Please pick up the article below on MRI-based AI models for grading hepatocellular carcinoma and continue it past its final sentence.

Selected passage ▸
_ _ _ _ _ _ _
While noting the potential of MRI-based AI models for pre-op evaluation of hepatocellular carcinoma (HCC) grading, a new meta-analysis showed declining sensitivity, specificity and AUC for these models in external validation assessments.
For the meta-analysis, recently published in the European Journal of Radiology, researchers compared internal and external validation of MRI-based AI models for prognostic HCC grading based on a review of 18 studies.
In internal validation testing, the meta-analysis authors noted that the MRI-based AI models offered a 78 percent pooled sensitivity, 80 percent specificity and an 85 percent AUC for predicting high-grade HCC.
However, external validation assessment revealed an eight percent decline in sensitivity (70 percent), a six percent decline in specificity (74 percent) and a 10 percent decline in AUC (75 percent), according to the researchers.
“Our findings confirm that while MRI-AI models demonstrate favorable discriminatory ability within internal validation cohorts, their performance declines significantly in external validation, highlighting substantial challenges in cross-center generalization,” noted lead study author Langshan Yang, MD, who is affiliated with the Department of Hepatobiliary Surgery in the General Surgery Center at Zhujiang Hospital and Southern Medical University in Guangzhou, China, and colleagues.
The meta-analysis authors pointed out that deep learning models offered 16 percent higher pooled sensitivity than machine learning models (88 percent vs. 72 percent).
_ _ _ _ _ _ _
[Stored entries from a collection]
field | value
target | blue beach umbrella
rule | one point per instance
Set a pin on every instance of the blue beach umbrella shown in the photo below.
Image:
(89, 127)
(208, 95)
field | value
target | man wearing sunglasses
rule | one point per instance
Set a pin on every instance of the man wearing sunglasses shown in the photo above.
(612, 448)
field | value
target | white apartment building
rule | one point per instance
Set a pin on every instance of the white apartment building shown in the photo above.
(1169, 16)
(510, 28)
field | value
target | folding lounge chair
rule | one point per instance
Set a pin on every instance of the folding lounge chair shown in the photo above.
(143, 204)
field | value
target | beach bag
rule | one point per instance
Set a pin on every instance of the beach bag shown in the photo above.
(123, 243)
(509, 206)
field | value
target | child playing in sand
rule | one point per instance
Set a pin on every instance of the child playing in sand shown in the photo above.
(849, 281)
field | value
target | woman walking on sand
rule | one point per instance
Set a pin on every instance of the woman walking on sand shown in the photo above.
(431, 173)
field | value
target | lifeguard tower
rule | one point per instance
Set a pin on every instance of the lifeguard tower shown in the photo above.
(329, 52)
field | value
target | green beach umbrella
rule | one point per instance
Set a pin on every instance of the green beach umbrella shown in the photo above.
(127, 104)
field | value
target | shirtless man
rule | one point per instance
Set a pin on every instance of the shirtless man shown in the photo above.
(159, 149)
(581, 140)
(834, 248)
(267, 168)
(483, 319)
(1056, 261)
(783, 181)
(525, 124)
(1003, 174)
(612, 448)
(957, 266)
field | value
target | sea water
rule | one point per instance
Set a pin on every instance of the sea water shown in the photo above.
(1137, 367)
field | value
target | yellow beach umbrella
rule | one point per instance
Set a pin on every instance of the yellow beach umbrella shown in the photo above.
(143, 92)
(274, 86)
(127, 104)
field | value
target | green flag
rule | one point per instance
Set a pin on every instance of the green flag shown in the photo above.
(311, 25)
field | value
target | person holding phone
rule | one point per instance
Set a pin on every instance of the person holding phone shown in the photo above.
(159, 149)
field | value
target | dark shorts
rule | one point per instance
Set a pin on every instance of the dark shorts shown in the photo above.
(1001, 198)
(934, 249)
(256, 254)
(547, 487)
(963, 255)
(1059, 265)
_ _ _ _ _ _ _
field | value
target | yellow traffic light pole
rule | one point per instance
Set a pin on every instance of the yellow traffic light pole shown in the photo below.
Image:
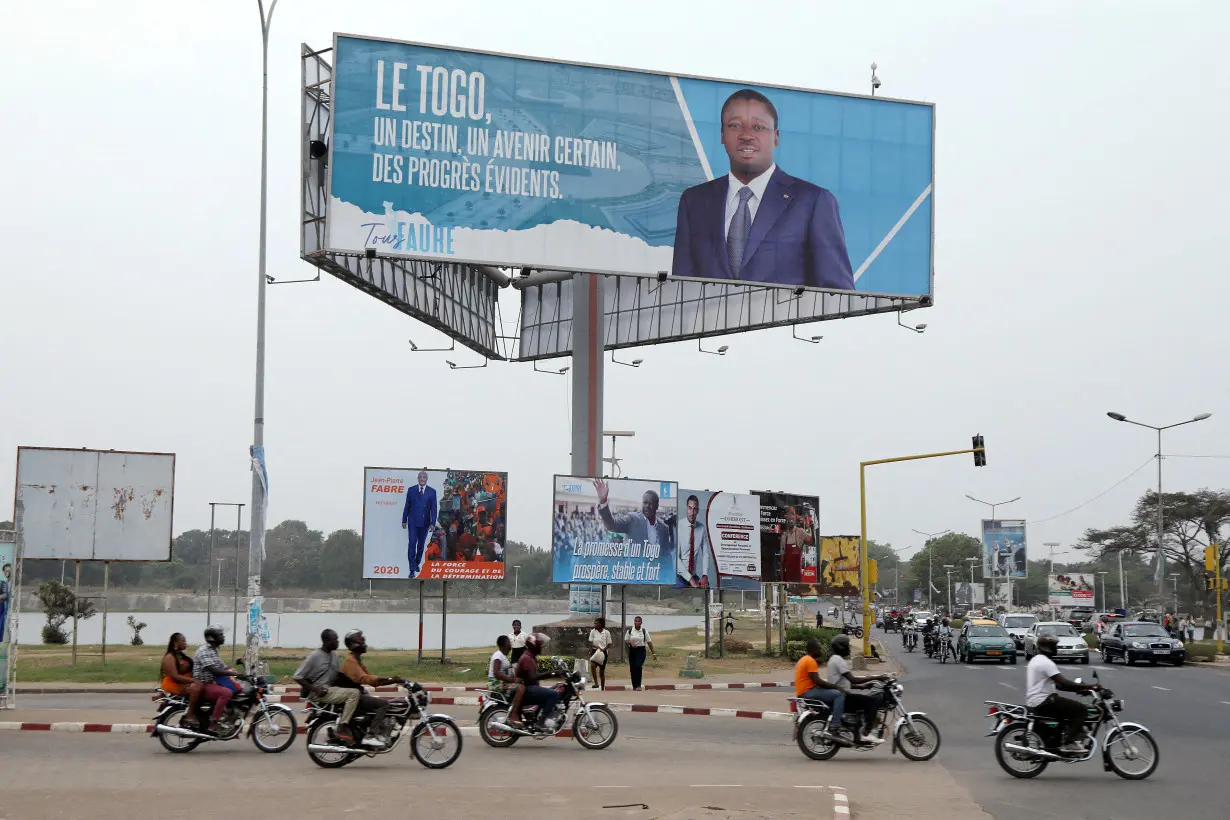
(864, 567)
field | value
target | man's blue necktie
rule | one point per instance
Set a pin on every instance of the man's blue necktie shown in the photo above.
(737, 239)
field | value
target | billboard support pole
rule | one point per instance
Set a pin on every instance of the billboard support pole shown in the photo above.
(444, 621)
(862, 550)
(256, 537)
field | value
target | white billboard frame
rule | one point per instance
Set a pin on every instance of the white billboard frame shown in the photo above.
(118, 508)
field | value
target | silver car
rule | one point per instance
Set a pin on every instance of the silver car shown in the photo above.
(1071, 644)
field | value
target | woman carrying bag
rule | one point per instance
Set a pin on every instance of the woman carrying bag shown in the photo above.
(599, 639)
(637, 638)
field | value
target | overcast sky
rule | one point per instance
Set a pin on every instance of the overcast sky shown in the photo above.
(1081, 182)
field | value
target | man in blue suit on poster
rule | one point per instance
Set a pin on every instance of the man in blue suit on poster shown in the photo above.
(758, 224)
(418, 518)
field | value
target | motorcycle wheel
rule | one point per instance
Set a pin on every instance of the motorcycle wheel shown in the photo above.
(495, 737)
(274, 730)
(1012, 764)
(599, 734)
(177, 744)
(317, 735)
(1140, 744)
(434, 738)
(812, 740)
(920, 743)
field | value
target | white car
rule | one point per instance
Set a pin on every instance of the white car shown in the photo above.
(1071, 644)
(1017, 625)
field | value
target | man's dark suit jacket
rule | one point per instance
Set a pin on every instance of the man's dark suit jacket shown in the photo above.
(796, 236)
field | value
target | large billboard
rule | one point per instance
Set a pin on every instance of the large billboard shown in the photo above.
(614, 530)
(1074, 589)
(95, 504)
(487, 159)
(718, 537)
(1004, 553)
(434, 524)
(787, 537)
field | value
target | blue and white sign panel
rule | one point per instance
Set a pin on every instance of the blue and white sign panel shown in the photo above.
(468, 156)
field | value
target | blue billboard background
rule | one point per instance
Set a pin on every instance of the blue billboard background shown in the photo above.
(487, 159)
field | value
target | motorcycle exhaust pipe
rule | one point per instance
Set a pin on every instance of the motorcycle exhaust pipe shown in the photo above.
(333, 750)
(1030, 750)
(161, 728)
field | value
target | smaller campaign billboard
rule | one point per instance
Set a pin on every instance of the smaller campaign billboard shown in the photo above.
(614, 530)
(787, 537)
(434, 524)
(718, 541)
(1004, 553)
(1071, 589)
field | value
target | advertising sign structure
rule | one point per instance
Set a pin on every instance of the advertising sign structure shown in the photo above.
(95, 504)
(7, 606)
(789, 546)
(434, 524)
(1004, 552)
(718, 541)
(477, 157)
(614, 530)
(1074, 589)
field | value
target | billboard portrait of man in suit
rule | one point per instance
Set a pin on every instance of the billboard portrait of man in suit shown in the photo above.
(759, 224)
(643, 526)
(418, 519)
_ _ _ _ _ _ _
Task response ▸
Three Key Takeaways
• Limited generalizability of MRI-AI models. MRI-based AI models for HCC grading show good performance in internal validation (AUC 85 percent), but clinically meaningful drops in sensitivity, specificity, and AUC occur with external validation, underscoring challenges in cross-institutional reliability.
• Deep learning improves sensitivity but not overall robustness
Deep learning models demonstrate higher sensitivity than traditional machine learning (88 percent vs. 72 percent), likely due to better capture of intratumoral heterogeneity, but no significant specificity advantage and limited external validation data may restrict clinical adoption.
• Heterogeneity and study design limit clinical translation. Predominantly retrospective data, variable definitions of high-grade HCC, and inconsistent imaging/segmentation methods contributed to the heterogeneity of the reviewed studies, highlighting the need for standardization and prospective multicenter validation before routine clinical use of the MRI-based AI models.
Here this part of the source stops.